Cheese-Buyer's Remorse

Rhymenoserous posted:

"Linux Engineer"

"Entry Level"

Dude it's T1-T2 helpdesk. Nothing about that requires the word engineer. I took one look at it and said "Hey I qualify for most of that but I'd have to be clinically retarded to work that job".

Also the minute I'm loving with visualization and CLI w/root, I'm no longer low enough on the totem pole to be making poo poo money and dealing with customers as a primary support dude.

Yeah, that's a straight up tech support position. Maybe you could get away with calling it T2 since they have server access and aren't just reading a script, but if the company doesn't at least have a separate front line T1 team that handles initial calls and emails and takes care of the "how do I sent emails" level of newbie questions, then even that's a stretch. "Engineer" implies that they are going to be involved in designing and building systems, which doesn't seem to be the case at all.

Point localization records

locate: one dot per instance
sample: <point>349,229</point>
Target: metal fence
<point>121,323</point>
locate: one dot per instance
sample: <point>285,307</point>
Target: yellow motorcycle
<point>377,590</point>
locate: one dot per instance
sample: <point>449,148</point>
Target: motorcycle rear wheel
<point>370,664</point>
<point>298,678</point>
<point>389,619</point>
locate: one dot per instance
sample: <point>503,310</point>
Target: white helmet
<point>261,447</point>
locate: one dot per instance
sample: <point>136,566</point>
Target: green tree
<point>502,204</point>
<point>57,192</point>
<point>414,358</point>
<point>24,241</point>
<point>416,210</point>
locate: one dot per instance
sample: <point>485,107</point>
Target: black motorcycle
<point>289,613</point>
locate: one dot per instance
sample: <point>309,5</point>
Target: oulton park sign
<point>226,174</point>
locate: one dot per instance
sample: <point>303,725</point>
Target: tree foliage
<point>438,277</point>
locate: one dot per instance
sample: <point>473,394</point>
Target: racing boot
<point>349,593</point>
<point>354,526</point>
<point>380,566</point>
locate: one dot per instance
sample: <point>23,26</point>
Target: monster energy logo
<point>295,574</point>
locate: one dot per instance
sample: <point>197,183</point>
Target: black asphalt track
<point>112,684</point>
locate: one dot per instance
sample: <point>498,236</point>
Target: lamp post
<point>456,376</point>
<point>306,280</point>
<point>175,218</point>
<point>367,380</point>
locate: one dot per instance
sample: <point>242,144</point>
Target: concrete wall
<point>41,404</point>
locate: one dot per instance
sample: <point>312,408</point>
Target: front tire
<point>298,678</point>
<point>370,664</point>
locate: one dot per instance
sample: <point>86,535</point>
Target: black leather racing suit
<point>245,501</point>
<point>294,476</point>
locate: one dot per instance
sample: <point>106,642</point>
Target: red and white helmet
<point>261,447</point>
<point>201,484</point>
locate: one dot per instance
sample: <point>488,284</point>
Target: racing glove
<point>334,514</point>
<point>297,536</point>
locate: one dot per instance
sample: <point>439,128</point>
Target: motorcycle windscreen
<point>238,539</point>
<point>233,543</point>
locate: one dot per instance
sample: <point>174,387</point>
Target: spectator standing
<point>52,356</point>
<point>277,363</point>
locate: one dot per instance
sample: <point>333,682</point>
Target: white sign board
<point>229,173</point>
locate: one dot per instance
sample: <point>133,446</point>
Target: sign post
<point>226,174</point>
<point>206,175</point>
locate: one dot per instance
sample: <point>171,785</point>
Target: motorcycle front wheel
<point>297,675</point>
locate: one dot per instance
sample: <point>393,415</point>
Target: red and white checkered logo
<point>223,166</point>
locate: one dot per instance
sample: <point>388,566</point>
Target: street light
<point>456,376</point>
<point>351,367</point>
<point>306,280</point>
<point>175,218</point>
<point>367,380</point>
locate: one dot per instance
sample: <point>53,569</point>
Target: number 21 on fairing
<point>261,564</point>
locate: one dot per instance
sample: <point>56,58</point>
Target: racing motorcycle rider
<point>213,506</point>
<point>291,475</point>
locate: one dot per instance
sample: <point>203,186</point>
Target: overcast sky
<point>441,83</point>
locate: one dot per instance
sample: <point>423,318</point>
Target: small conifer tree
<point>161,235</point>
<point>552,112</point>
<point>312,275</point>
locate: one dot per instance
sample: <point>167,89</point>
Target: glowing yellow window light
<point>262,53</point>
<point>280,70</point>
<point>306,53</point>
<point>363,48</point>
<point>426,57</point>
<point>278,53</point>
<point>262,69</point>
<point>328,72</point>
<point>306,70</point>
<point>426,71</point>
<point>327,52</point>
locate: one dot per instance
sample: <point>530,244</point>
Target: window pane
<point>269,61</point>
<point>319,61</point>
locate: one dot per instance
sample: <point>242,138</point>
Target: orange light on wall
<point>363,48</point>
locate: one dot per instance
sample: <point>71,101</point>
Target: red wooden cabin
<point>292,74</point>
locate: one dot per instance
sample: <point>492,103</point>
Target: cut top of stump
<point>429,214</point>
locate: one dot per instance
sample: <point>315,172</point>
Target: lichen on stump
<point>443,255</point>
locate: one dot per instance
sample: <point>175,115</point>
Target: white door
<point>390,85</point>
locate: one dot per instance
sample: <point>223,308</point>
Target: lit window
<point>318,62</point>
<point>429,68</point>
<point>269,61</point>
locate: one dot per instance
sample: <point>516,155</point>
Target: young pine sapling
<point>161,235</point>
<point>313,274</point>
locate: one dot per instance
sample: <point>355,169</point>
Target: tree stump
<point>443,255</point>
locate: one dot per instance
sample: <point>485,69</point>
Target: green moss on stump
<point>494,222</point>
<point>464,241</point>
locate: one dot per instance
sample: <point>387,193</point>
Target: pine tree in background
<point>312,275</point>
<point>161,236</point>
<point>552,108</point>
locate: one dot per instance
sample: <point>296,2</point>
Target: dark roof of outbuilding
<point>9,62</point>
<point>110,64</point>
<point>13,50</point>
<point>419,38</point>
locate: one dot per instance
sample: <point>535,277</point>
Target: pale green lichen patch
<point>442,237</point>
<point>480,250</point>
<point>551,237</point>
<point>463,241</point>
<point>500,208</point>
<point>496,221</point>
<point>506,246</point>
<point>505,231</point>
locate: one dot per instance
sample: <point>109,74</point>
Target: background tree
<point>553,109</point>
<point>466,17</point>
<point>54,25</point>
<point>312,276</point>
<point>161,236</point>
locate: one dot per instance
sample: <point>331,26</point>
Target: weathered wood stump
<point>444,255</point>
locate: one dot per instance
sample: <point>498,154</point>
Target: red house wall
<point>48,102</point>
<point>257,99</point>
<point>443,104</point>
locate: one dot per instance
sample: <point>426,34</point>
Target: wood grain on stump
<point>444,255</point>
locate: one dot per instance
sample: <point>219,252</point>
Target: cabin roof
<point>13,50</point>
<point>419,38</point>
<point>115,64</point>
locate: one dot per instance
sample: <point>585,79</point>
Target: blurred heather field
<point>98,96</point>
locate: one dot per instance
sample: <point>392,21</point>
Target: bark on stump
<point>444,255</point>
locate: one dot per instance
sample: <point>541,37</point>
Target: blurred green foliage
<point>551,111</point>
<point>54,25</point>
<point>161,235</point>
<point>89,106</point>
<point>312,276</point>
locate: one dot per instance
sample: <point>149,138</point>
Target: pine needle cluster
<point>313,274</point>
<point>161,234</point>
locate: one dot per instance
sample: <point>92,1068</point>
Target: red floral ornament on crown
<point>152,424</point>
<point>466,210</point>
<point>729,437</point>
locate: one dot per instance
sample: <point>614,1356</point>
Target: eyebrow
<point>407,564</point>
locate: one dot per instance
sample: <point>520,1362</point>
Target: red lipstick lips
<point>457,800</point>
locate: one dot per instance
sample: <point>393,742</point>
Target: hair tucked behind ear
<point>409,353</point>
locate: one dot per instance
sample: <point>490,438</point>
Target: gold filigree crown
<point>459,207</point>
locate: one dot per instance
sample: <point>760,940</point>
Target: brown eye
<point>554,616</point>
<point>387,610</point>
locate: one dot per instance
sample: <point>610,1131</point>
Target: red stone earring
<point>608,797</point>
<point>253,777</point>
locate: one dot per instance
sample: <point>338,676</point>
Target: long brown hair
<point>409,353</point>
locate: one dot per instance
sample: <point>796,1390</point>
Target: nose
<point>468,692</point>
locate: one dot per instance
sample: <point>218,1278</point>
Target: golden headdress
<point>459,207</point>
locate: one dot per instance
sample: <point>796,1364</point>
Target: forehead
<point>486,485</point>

▶ _Work task A_: In the forum excerpt, what does the word "Engineer" imply, according to the reply?
▶ _Work task B_: List the three things that, according to the forum excerpt, a separate front line T1 team handles.
▶ _Work task C_: Rename "helpdesk" to "service desk" while copying out part of the forum excerpt: begin at the words "Cheese-Buyer's Remorse" and stop after "primary support dude.".

▶ _Exercise answer A_: It implies that the person will be involved in designing and building systems.

▶ _Exercise answer B_:
- Initial calls
- Emails
- The "how do I sent emails" level of newbie questions

▶ _Exercise answer C_:
Cheese-Buyer's Remorse

Rhymenoserous posted:

"Linux Engineer"

"Entry Level"

Dude it's T1-T2 service desk. Nothing about that requires the word engineer. I took one look at it and said "Hey I qualify for most of that but I'd have to be clinically retarded to work that job".

Also the minute I'm loving with visualization and CLI w/root, I'm no longer low enough on the totem pole to be making poo poo money and dealing with customers as a primary support dude.